= Activity =
An exact copy of every record below is needed, with the pictures left out.

= Given entries =
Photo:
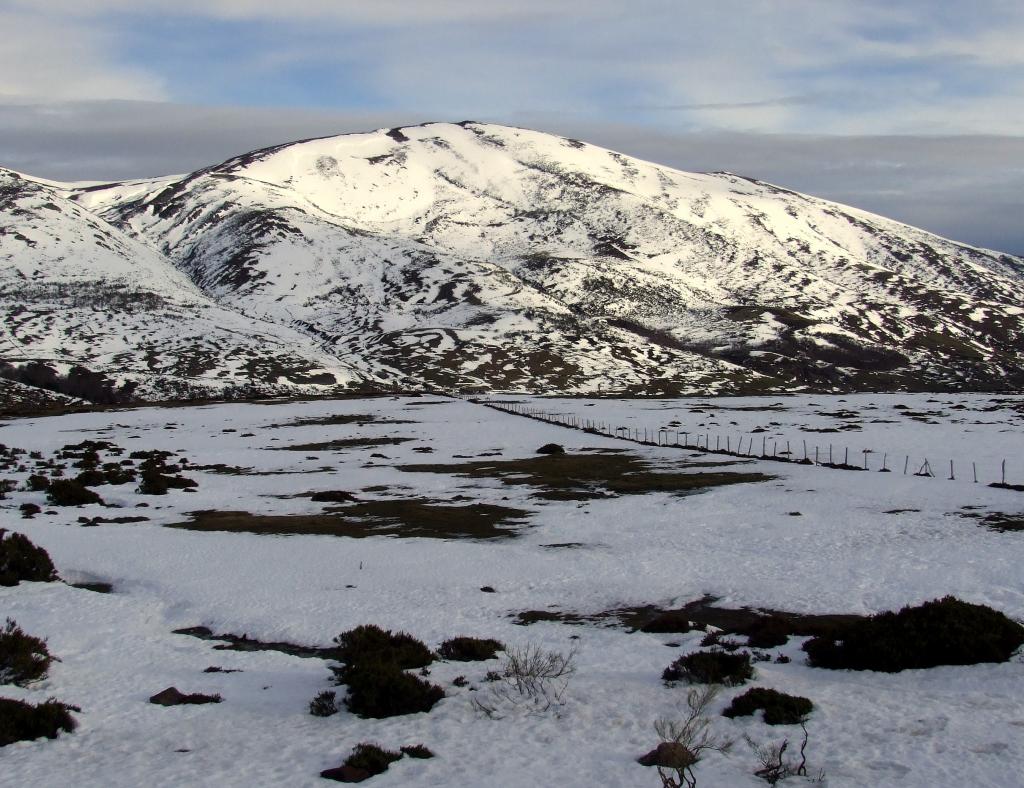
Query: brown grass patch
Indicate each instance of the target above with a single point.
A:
(406, 518)
(564, 477)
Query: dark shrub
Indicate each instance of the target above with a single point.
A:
(23, 657)
(711, 667)
(779, 708)
(373, 758)
(23, 721)
(91, 478)
(671, 621)
(70, 492)
(20, 560)
(371, 643)
(324, 704)
(153, 483)
(367, 759)
(470, 649)
(115, 473)
(172, 696)
(37, 483)
(383, 690)
(944, 631)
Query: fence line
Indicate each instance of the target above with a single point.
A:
(664, 437)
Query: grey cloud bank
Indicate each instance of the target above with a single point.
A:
(970, 188)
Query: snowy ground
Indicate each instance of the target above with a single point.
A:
(848, 551)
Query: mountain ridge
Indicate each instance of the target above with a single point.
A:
(478, 257)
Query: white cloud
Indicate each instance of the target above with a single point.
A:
(59, 58)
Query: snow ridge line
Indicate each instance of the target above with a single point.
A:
(632, 435)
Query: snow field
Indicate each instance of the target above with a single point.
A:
(949, 726)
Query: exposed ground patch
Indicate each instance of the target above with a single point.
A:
(409, 517)
(359, 420)
(561, 477)
(699, 614)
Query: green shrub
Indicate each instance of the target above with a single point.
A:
(23, 657)
(365, 761)
(71, 492)
(90, 477)
(20, 560)
(37, 483)
(324, 704)
(24, 721)
(371, 643)
(469, 649)
(711, 667)
(372, 757)
(670, 621)
(779, 708)
(944, 631)
(382, 690)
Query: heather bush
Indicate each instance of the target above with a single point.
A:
(371, 643)
(71, 492)
(20, 560)
(469, 649)
(382, 690)
(944, 631)
(25, 721)
(324, 704)
(778, 707)
(23, 657)
(711, 667)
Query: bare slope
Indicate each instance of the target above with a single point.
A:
(75, 291)
(479, 256)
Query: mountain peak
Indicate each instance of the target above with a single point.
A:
(481, 256)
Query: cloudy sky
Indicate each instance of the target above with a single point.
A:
(908, 107)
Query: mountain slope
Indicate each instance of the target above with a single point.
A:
(475, 256)
(76, 292)
(470, 254)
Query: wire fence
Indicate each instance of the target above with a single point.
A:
(765, 448)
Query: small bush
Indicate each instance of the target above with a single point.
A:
(325, 704)
(29, 511)
(711, 667)
(371, 643)
(779, 708)
(24, 721)
(37, 483)
(23, 657)
(469, 649)
(20, 560)
(373, 758)
(419, 751)
(71, 492)
(382, 690)
(366, 761)
(944, 631)
(671, 621)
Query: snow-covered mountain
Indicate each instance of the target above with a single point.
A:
(479, 256)
(77, 292)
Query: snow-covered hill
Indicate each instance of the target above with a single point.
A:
(77, 292)
(479, 256)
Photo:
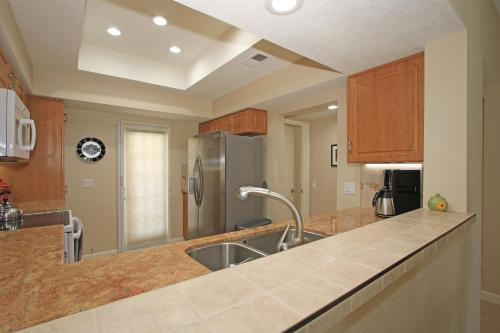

= Response box =
Photo:
Query: brown grass patch
Indicate each instance of the target above with a single point.
A:
(406, 518)
(564, 477)
Query: dark shrub
Indicate each instance of the target above with a single point.
A:
(23, 657)
(711, 667)
(779, 708)
(373, 758)
(23, 721)
(91, 478)
(671, 621)
(70, 492)
(20, 560)
(371, 643)
(324, 704)
(153, 483)
(367, 759)
(470, 649)
(115, 473)
(172, 696)
(37, 483)
(383, 690)
(944, 631)
Query: fence line
Indicate each instance of the target above with a single point.
A:
(664, 437)
Query: grey cloud bank
Indicate each instance of the target above with a single point.
A:
(970, 188)
Query: snowy ground
Indicate each instance of the target above with a single point.
A:
(848, 551)
Query: mountain ridge
Indicate each instance of the target above with a single point.
A:
(478, 257)
Query: white cloud
Indicate each instance of the target above with a single point.
A:
(59, 58)
Query: snow ridge line
Indicate each instance of the target above with a single point.
A:
(632, 435)
Query: snow field
Indicate each instance of the target above with a single point.
A:
(949, 726)
Query: exposed ground patch
Indicate each instance of the target above with a single point.
A:
(409, 517)
(359, 420)
(561, 477)
(699, 614)
Query: green shrub
Indicate each instance of the target above with a single point.
A:
(23, 657)
(365, 761)
(71, 492)
(90, 477)
(20, 560)
(37, 483)
(324, 704)
(24, 721)
(371, 643)
(469, 649)
(711, 667)
(372, 757)
(670, 621)
(779, 708)
(944, 631)
(382, 690)
Query: heather bush
Indicate each instance of the target above with a single point.
A:
(371, 643)
(71, 492)
(20, 560)
(469, 649)
(382, 690)
(944, 631)
(25, 721)
(324, 704)
(778, 707)
(23, 657)
(711, 667)
Query: bare slope
Indicate each instance of the target above with a single point.
A:
(75, 291)
(479, 256)
Query: mountain peak
Indicate each instance of the target above with a single point.
A:
(481, 256)
Query: cloudy sky
Indicate each instance of the target above with a single point.
A:
(908, 107)
Query: mountain slope
Indicate each instance of the target above with a single point.
A:
(475, 256)
(76, 292)
(470, 254)
Query: wire fence
Indicate each instance of the target above with a single point.
A:
(765, 448)
Query: small bush
Indicate each instance of the target above with a single point.
A:
(325, 704)
(29, 511)
(711, 667)
(371, 643)
(779, 708)
(24, 721)
(37, 483)
(23, 657)
(469, 649)
(20, 560)
(373, 758)
(419, 751)
(71, 492)
(382, 690)
(366, 761)
(944, 631)
(671, 621)
Query: snow-covered mountain
Indicate each instance of the target above with a single point.
A:
(479, 256)
(77, 292)
Query: snow-covered hill
Indicate each instance of the target above with a single point.
A:
(77, 292)
(479, 256)
Photo:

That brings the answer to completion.